RECORD EXTRACTS
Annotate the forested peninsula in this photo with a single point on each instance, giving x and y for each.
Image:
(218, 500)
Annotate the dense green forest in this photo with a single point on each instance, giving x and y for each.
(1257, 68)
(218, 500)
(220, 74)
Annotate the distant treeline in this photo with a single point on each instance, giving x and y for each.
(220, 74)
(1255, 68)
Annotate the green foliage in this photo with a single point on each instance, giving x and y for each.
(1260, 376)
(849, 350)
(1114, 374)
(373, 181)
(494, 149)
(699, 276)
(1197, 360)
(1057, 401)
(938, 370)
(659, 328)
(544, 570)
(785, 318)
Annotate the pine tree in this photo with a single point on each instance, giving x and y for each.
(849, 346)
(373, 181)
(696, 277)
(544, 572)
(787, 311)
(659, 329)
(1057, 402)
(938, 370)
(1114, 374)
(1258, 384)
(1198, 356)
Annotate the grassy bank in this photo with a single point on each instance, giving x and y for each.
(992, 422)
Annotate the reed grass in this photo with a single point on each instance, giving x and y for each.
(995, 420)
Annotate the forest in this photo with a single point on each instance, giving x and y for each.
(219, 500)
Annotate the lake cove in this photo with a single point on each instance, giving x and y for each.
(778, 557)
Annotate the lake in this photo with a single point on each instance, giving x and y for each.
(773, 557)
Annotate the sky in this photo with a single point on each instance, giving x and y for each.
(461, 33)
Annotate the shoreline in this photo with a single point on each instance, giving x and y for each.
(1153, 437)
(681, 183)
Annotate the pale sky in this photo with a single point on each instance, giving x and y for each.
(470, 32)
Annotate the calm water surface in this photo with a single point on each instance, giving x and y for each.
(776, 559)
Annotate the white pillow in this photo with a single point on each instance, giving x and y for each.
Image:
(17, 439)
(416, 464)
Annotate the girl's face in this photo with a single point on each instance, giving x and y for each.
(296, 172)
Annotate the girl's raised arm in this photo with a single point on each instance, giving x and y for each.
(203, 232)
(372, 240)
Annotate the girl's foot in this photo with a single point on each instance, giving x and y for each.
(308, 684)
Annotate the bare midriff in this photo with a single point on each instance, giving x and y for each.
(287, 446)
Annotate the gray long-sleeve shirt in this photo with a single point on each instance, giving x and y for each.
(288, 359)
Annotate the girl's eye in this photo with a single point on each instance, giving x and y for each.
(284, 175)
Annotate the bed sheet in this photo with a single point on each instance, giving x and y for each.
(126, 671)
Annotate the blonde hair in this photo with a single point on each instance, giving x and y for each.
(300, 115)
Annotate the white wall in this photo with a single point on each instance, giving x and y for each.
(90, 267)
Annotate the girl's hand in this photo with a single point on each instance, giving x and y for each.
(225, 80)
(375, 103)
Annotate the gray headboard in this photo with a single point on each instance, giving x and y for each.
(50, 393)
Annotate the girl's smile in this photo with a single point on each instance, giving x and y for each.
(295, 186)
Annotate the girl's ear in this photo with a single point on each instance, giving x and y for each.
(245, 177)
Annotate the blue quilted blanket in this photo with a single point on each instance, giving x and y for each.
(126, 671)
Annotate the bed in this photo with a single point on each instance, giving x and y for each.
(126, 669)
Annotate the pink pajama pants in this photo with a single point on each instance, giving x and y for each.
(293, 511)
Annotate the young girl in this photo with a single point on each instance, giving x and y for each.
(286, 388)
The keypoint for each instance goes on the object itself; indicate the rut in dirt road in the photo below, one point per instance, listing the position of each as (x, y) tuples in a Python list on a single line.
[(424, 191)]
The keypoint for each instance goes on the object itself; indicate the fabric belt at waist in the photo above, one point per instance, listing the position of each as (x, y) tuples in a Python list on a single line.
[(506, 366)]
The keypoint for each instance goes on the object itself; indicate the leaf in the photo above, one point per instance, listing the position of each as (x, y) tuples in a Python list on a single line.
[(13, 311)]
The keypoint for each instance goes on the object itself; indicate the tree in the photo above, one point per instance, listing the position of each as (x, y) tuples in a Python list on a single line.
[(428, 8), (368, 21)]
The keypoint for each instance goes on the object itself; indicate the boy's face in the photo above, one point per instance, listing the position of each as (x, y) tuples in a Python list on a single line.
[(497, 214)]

YOUR INSTRUCTIONS
Print out the data exactly once more.

SOLUTION TO THIS EXERCISE
Annotate the forested peninsula in this photo with a single point on each instance, giving x and y for each.
Image:
(218, 500)
Annotate the dense green forest in this photo with a single point on each instance, giving x and y for each.
(1257, 68)
(218, 500)
(220, 74)
Annotate the distant treeline in this photo with a single point on each instance, giving x and y for each.
(220, 74)
(1255, 68)
Annotate the green foliage in this photo with a single point on each instance, giving x and y for each.
(1260, 376)
(849, 350)
(1114, 374)
(373, 181)
(494, 149)
(699, 276)
(1197, 360)
(1057, 401)
(938, 370)
(659, 328)
(544, 570)
(785, 318)
Annotate the pine tree in this photo with a single point on each instance, giving x and y for each.
(849, 346)
(373, 181)
(696, 277)
(544, 572)
(787, 311)
(659, 329)
(1057, 402)
(938, 370)
(1114, 374)
(1258, 384)
(1198, 356)
Annotate the grassy bank in this photo with a single point on each instance, giving x and y for each.
(992, 422)
Annotate the reed grass in this photo with a single point on each instance, giving x and y for each.
(995, 420)
Annotate the forest in this photo with a single point on each instance, giving x and y for each.
(219, 500)
Annotate the lake cove in this photo with a single point on each instance, giving x and y for each.
(778, 557)
Annotate the lake in this photo with a single point on each instance, giving x and y for each.
(773, 557)
Annotate the sky in this photo with a single point on each instance, giving x and y for each.
(461, 33)
Annotate the shoreline in this photo with a single point on each instance, giving x and y for each.
(1153, 437)
(681, 183)
Annotate the pale sky in this photo with a single point on each instance, giving x and y for each.
(470, 32)
Annotate the calm water surface in this photo with a single point on each instance, giving x and y for each.
(776, 559)
Annotate the white pillow in this photo with a single point on each instance, giving x and y for each.
Image:
(17, 439)
(416, 464)
Annotate the girl's face in this photo with a single point on each instance, giving x and y for each.
(296, 172)
Annotate the girl's raised arm in this photo with a single point on each instance, giving x and y for each.
(203, 232)
(372, 240)
Annotate the girl's foot in this photo with a single point on each instance, giving x and y for each.
(308, 684)
Annotate the bare midriff in this photo with a single point on each instance, giving x and y for each.
(287, 446)
Annotate the gray long-sleeve shirt in this photo with a single point on each instance, giving x and y for each.
(288, 359)
Annotate the girl's eye in this photo with a single point on each instance, giving x and y for each.
(284, 175)
Annotate the bed sheet in this photo with a single point on each instance, giving x and y for each.
(126, 671)
Annotate the blonde hair in this photo with a single point on each instance, giving x and y for each.
(300, 115)
Annotate the white wall in this photo with a single point on each instance, giving x and y for each.
(90, 267)
Annotate the girl's hand in this photo with a single point on each instance, giving x and y for each.
(225, 80)
(375, 103)
Annotate the gray headboard in this photo with a single point on each instance, giving x and y for each.
(50, 393)
Annotate the girl's smile in this photo with a single point on each instance, giving x and y for each.
(295, 186)
Annotate the girl's ear in this photo with a single point on each instance, giving x and y for each.
(245, 177)
Annotate the blue quilted blanket in this photo with a single point on each instance, giving x and y for each.
(126, 671)
Annotate the bed in this photo with a single point on each instance, giving x and y for each.
(126, 669)
Annotate the pink pajama pants in this photo with a single point on each instance, giving x and y for each.
(293, 511)
Annotate the young girl in this photo with a single point on each instance, giving x and y for each.
(286, 388)
The keypoint for each instance goes on the object itself; indicate the rut in dirt road in the photo below, one point per instance, listing the position of each as (x, y) tuples in a Python list on a single line.
[(424, 191)]
The keypoint for each instance goes on the object itself; indicate the fabric belt at waist in the photo above, one point per instance, listing the position of each as (x, y) tuples in a Python list on a single line.
[(506, 366)]
The keypoint for each instance goes on the object itself; indicate the leaf in the photo above, one point per instance, listing the position of each as (x, y) tuples in a Python list on a single line.
[(13, 311)]
The keypoint for each instance goes on the object itself; indicate the tree in the photo above, one point per instance, listing the position of each as (x, y) tuples in a Python list on a single line.
[(428, 8), (368, 21)]
The keypoint for each instance goes on the object itself; indicate the boy's face in the photo above, one point per instance, listing the position of each as (x, y) tuples in a Python list on a single line.
[(497, 214)]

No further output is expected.